*** Opening MATERIALS PROVIDED ***
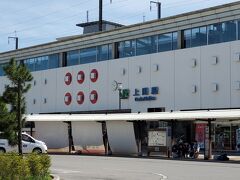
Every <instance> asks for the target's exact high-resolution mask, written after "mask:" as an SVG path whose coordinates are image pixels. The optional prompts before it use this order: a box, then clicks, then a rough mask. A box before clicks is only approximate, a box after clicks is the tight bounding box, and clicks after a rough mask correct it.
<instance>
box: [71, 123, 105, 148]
mask: <svg viewBox="0 0 240 180" xmlns="http://www.w3.org/2000/svg"><path fill="white" fill-rule="evenodd" d="M72 135H73V142H74V145H76V146H82V147H86V146H101V145H103V136H102V124H101V123H98V122H72Z"/></svg>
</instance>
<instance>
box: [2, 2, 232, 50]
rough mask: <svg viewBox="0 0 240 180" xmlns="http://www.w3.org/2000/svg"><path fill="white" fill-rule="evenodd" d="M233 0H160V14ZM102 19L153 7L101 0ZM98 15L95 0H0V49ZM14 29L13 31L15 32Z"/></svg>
mask: <svg viewBox="0 0 240 180" xmlns="http://www.w3.org/2000/svg"><path fill="white" fill-rule="evenodd" d="M235 1H236V0H161V2H162V17H168V16H172V15H176V14H181V13H184V12H189V11H193V10H198V9H203V8H207V7H211V6H216V5H220V4H225V3H230V2H235ZM103 4H104V13H103V18H104V19H105V20H110V21H114V22H117V23H120V24H124V25H129V24H134V23H139V22H143V16H144V17H145V21H148V20H153V19H155V18H156V17H157V7H156V6H154V5H152V11H150V8H149V7H150V0H112V3H110V0H103ZM87 10H88V11H89V20H90V21H93V20H97V19H98V0H41V1H39V0H1V1H0V14H1V15H0V22H1V23H0V52H5V51H9V50H13V49H14V48H15V42H14V40H10V41H9V43H8V37H9V36H15V34H16V35H17V36H18V37H19V48H24V47H28V46H32V45H37V44H42V43H47V42H51V41H54V40H55V39H56V38H58V37H64V36H69V35H76V34H81V33H82V29H81V28H79V27H76V26H75V25H76V24H77V23H82V22H86V11H87ZM15 31H16V33H15Z"/></svg>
*** Closing MATERIALS PROVIDED ***
**INSTRUCTION**
What is needed is an exact copy of all the records, minus any pictures.

**ANSWER TO THE EXERCISE**
Every <instance> asks for the target's exact high-resolution mask, written after "mask:" as an SVG path whose coordinates are image pixels. The optional prompts before it use this order: a box, then clicks, then a rough mask. A box before clicks is only approximate, a box after clicks is the tight bounding box, and clicks after a rough mask correct it.
<instance>
box: [71, 123, 105, 148]
mask: <svg viewBox="0 0 240 180" xmlns="http://www.w3.org/2000/svg"><path fill="white" fill-rule="evenodd" d="M72 135H73V142H74V145H76V146H82V147H86V146H101V145H103V136H102V124H101V123H98V122H72Z"/></svg>
</instance>
<instance>
box: [2, 2, 232, 50]
rough mask: <svg viewBox="0 0 240 180" xmlns="http://www.w3.org/2000/svg"><path fill="white" fill-rule="evenodd" d="M233 0H160V14ZM102 19L153 7L101 0ZM98 15L95 0H0V49ZM14 29L13 31L15 32Z"/></svg>
mask: <svg viewBox="0 0 240 180" xmlns="http://www.w3.org/2000/svg"><path fill="white" fill-rule="evenodd" d="M235 1H236V0H161V2H162V17H168V16H172V15H176V14H181V13H184V12H189V11H193V10H198V9H203V8H207V7H211V6H216V5H220V4H225V3H230V2H235ZM103 4H104V13H103V18H104V19H105V20H110V21H114V22H117V23H120V24H124V25H129V24H134V23H139V22H143V16H144V17H145V21H148V20H153V19H155V18H156V17H157V7H156V6H154V5H152V11H150V8H149V7H150V0H112V3H110V0H103ZM87 10H88V11H89V20H90V21H93V20H97V19H98V0H41V1H39V0H1V1H0V14H1V15H0V22H1V23H0V52H5V51H9V50H13V49H14V48H15V42H14V40H10V41H9V43H8V37H9V36H15V34H16V35H17V36H18V37H19V48H24V47H28V46H32V45H37V44H42V43H47V42H51V41H54V40H55V39H56V38H58V37H64V36H69V35H76V34H81V33H82V29H81V28H79V27H76V26H75V25H76V24H77V23H82V22H86V11H87ZM15 31H16V33H15Z"/></svg>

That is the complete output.